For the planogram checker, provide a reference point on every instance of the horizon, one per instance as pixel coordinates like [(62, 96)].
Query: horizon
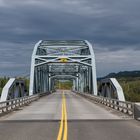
[(112, 27)]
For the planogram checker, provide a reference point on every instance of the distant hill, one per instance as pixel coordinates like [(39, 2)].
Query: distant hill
[(124, 74)]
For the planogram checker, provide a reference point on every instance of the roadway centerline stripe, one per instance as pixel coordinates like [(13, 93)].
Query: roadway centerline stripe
[(65, 119), (63, 125)]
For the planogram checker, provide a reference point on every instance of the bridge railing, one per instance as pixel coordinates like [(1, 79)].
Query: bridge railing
[(13, 104), (122, 106)]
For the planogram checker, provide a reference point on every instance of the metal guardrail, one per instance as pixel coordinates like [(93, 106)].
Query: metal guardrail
[(10, 105), (122, 106)]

Work item:
From the material above, gather all lines that include the string "like" and copy them.

Solved problem:
For the planogram checker, provide a reference point on every instance of the horizon, one per instance as pixel coordinates like [(62, 96)].
For the planogram checker, provide a reference point on every instance of the distant hill, one per instance as pixel coordinates like [(39, 2)].
For the planogram checker, provide a reference point on every instance of the roadway centerline stripe, one per instance as pixel coordinates like [(13, 93)].
For the planogram checker, provide a reference point on every instance of the bridge railing, one per instance as pixel coordinates like [(1, 79)].
For the planogram checker, provide a reference point on every instance of the metal guardrail, one per instance as pixel coordinates like [(93, 106)].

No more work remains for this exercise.